Material provided
[Start of section]

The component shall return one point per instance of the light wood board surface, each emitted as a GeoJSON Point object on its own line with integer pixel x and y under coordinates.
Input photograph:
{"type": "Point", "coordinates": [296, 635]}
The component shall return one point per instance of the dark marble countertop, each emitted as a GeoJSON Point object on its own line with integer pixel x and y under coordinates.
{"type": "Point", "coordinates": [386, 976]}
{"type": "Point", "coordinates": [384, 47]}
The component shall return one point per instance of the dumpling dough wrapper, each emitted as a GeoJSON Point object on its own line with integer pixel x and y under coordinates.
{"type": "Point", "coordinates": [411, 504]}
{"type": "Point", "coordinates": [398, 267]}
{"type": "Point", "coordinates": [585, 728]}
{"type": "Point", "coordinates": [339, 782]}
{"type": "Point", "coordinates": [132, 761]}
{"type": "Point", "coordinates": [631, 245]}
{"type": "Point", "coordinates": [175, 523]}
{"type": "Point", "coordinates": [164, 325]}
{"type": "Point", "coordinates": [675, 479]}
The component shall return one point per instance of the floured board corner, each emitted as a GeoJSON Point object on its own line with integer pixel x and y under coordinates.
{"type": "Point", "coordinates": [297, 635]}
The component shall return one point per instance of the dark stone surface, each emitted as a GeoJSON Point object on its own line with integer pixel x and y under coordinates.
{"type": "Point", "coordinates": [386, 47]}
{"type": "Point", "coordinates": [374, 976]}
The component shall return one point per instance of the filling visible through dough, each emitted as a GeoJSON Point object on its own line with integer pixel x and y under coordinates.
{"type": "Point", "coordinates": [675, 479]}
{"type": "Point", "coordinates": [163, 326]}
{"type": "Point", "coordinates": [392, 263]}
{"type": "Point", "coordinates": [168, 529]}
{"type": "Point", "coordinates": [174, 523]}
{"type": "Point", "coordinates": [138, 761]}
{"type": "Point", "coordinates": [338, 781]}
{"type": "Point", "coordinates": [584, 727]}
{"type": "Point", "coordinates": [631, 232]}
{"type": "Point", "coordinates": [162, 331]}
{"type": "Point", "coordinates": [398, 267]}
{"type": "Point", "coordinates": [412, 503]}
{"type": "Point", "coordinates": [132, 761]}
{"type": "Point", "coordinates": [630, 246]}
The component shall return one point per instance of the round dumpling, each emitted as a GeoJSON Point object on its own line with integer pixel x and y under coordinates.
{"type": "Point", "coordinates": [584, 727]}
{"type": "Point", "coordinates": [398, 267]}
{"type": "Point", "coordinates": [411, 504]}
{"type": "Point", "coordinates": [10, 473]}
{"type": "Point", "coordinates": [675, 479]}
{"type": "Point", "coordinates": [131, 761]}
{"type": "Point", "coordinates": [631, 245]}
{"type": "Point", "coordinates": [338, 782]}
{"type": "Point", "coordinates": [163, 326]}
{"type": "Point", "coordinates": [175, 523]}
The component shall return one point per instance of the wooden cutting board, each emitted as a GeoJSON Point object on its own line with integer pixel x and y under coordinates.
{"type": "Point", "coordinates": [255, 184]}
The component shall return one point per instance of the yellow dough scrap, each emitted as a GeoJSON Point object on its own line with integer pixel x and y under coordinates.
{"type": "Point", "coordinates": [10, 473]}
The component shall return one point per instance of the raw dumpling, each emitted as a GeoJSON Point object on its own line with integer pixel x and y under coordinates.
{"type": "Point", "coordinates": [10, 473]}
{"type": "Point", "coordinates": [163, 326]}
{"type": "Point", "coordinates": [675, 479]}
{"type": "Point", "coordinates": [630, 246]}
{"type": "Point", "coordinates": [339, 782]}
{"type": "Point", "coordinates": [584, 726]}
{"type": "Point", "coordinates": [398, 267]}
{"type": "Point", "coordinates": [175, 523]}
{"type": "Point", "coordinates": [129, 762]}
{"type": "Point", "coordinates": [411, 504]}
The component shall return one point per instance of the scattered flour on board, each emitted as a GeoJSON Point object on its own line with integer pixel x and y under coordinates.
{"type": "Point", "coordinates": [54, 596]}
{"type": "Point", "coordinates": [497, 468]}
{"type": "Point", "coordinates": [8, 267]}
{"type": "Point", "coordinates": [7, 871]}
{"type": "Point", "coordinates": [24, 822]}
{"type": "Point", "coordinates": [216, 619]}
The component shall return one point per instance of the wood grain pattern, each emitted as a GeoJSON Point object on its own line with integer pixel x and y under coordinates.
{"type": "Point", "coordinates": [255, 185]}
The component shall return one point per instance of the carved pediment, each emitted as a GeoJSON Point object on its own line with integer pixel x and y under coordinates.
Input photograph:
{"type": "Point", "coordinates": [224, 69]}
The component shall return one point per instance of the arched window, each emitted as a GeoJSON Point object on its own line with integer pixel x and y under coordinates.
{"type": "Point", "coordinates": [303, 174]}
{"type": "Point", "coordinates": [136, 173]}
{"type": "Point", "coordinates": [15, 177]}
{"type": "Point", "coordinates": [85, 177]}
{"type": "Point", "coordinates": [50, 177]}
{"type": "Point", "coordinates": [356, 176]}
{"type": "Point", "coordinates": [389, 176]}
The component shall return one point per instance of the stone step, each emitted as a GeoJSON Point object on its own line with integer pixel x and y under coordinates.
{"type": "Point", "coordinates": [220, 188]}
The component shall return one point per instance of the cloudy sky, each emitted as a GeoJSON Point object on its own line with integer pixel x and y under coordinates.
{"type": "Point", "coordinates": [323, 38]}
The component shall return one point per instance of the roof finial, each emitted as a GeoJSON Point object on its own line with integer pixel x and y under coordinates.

[End of section]

The task
Repeat all the records. Match each line exactly.

Your solution
The component shall return one point per instance of the light wood board surface, each emitted as a GeoJSON Point object on its own line with integer pixel x and y under coordinates.
Input photograph:
{"type": "Point", "coordinates": [296, 635]}
The component shall return one point per instance of the dark marble countertop, each emitted as a GeoJSON Point object on its own line with integer pixel x and y under coordinates.
{"type": "Point", "coordinates": [386, 976]}
{"type": "Point", "coordinates": [384, 47]}
The component shall return one point per instance of the dumpling dough wrapper, each emitted as a GeoJSON Point object on its own line with integer pixel x and y under coordinates.
{"type": "Point", "coordinates": [411, 504]}
{"type": "Point", "coordinates": [398, 267]}
{"type": "Point", "coordinates": [585, 728]}
{"type": "Point", "coordinates": [339, 782]}
{"type": "Point", "coordinates": [132, 761]}
{"type": "Point", "coordinates": [631, 245]}
{"type": "Point", "coordinates": [175, 523]}
{"type": "Point", "coordinates": [164, 325]}
{"type": "Point", "coordinates": [675, 479]}
The component shall return one point per instance of the floured board corner, each emitted as a GeoJSON Point object on its own line with integer pixel x and y under coordinates.
{"type": "Point", "coordinates": [297, 635]}
The component shall return one point per instance of the dark stone surface, each emitted as a GeoJSON Point object on its own line with integer pixel x and y under coordinates.
{"type": "Point", "coordinates": [386, 47]}
{"type": "Point", "coordinates": [374, 976]}
The component shall return one point per instance of the filling visible through dough, each emitted as a GeoJSON Point object on its own line with integer pixel x and y under coordinates.
{"type": "Point", "coordinates": [675, 479]}
{"type": "Point", "coordinates": [163, 326]}
{"type": "Point", "coordinates": [392, 263]}
{"type": "Point", "coordinates": [168, 529]}
{"type": "Point", "coordinates": [174, 523]}
{"type": "Point", "coordinates": [138, 761]}
{"type": "Point", "coordinates": [338, 781]}
{"type": "Point", "coordinates": [584, 727]}
{"type": "Point", "coordinates": [631, 232]}
{"type": "Point", "coordinates": [162, 331]}
{"type": "Point", "coordinates": [398, 267]}
{"type": "Point", "coordinates": [412, 503]}
{"type": "Point", "coordinates": [132, 761]}
{"type": "Point", "coordinates": [630, 246]}
The component shall return one point per instance of the round dumpling, each emitted as a GeoJSON Point object on its own line with integer pixel x and y under coordinates.
{"type": "Point", "coordinates": [584, 727]}
{"type": "Point", "coordinates": [398, 267]}
{"type": "Point", "coordinates": [411, 504]}
{"type": "Point", "coordinates": [10, 473]}
{"type": "Point", "coordinates": [675, 479]}
{"type": "Point", "coordinates": [131, 761]}
{"type": "Point", "coordinates": [631, 245]}
{"type": "Point", "coordinates": [338, 782]}
{"type": "Point", "coordinates": [163, 326]}
{"type": "Point", "coordinates": [175, 523]}
The component shall return one point per instance of the wooden cutting board, each emitted as a GeoJSON Point object on its own line with integer pixel x and y under coordinates.
{"type": "Point", "coordinates": [255, 184]}
The component shall return one point per instance of the yellow dough scrap, each emitted as a GeoJSON Point object on its own line with integer pixel x and y under coordinates.
{"type": "Point", "coordinates": [10, 473]}
The component shall return one point per instance of the raw dumpling, each emitted as a GeoJSON Point object on its own line with integer pixel x and y under coordinates.
{"type": "Point", "coordinates": [10, 473]}
{"type": "Point", "coordinates": [163, 326]}
{"type": "Point", "coordinates": [675, 479]}
{"type": "Point", "coordinates": [630, 246]}
{"type": "Point", "coordinates": [339, 782]}
{"type": "Point", "coordinates": [584, 726]}
{"type": "Point", "coordinates": [398, 267]}
{"type": "Point", "coordinates": [175, 523]}
{"type": "Point", "coordinates": [129, 762]}
{"type": "Point", "coordinates": [411, 504]}
The component shall return one point per instance of the scattered flour on board, each emitted as a GeoJSON Point object on its own line with integer pixel x and y under coordinates.
{"type": "Point", "coordinates": [54, 596]}
{"type": "Point", "coordinates": [497, 468]}
{"type": "Point", "coordinates": [8, 267]}
{"type": "Point", "coordinates": [7, 871]}
{"type": "Point", "coordinates": [24, 822]}
{"type": "Point", "coordinates": [216, 619]}
The component shall return one point per instance of the wood grain pattern, each emitted as a GeoJSON Point object on its own line with integer pixel x and y under coordinates.
{"type": "Point", "coordinates": [255, 185]}
The component shall return one point per instance of the carved pediment, each emitted as a GeoJSON Point object on its own line with integer pixel x and y under coordinates.
Input photograph:
{"type": "Point", "coordinates": [224, 69]}
The component shall return one point per instance of the arched window, each emitted as a GeoJSON Point object on its own line with integer pixel x and y under coordinates.
{"type": "Point", "coordinates": [303, 174]}
{"type": "Point", "coordinates": [136, 173]}
{"type": "Point", "coordinates": [15, 177]}
{"type": "Point", "coordinates": [85, 177]}
{"type": "Point", "coordinates": [50, 177]}
{"type": "Point", "coordinates": [356, 176]}
{"type": "Point", "coordinates": [389, 176]}
The component shall return one point per instance of the stone step, each emitted as a GeoJSON Point object on its own line with integer pixel x and y under coordinates.
{"type": "Point", "coordinates": [220, 188]}
The component shall return one point per instance of the cloudy sky, each emitted as a GeoJSON Point object on its own line with integer pixel x and y under coordinates.
{"type": "Point", "coordinates": [323, 38]}
The component shall return one point per instance of the roof finial, each emitted as a GeoJSON Point object on its own line with integer pixel x and y under coordinates.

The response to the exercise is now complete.